Document extract:
Where in the state machine interrupts are handled is important because interrupts set the interrupt disable bit, which disables further interrupts from being detected. Our first CPU implementation erroneously checked for the interrupt disable bit after execution when deciding whether to jump to the IRQ vector. As a result, if a BRK instruction occurred (either from software or injected by the IRQ handler), then the interrupt disable bit would be set during execution of that BRK instruction. Then, when it came time to jump to the IRQ vector, interrupts were already disabled, and no action was taken. The solution was to check the interrupt disable bit before instruction execution and act on it after execution.

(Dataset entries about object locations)
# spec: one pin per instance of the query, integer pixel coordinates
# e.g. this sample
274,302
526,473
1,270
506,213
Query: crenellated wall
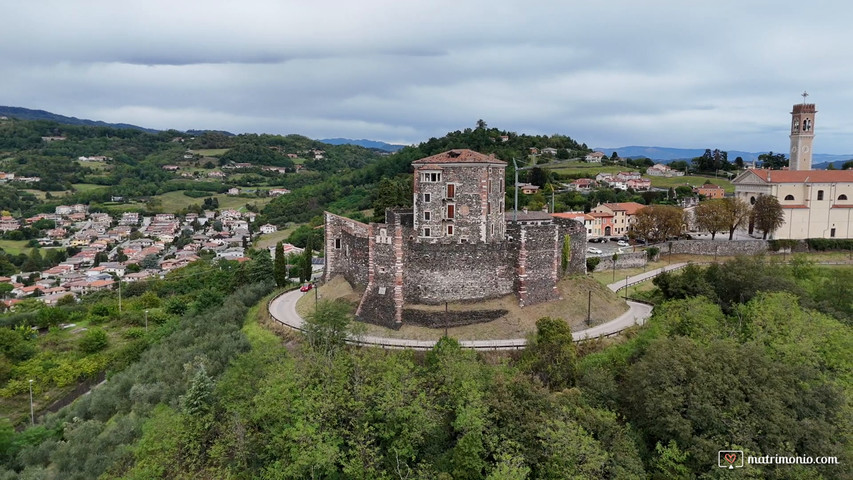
346,249
397,270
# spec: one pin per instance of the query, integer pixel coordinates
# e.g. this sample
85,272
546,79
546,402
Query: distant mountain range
388,147
667,155
28,114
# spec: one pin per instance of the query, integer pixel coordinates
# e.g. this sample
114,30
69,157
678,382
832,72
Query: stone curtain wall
351,259
625,260
708,247
436,273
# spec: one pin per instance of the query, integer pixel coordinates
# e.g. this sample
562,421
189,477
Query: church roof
459,156
802,176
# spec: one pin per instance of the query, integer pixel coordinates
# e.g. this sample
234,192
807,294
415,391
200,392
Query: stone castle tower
459,196
455,244
802,135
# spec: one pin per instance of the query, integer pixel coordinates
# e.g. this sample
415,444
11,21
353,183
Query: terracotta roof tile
459,156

Given instruction:
In the text on interrupt handling, what was the solution to the flaw in the first CPU implementation? The entries play no part in this.

Result below:
Check the interrupt disable bit before instruction execution and act on it after execution.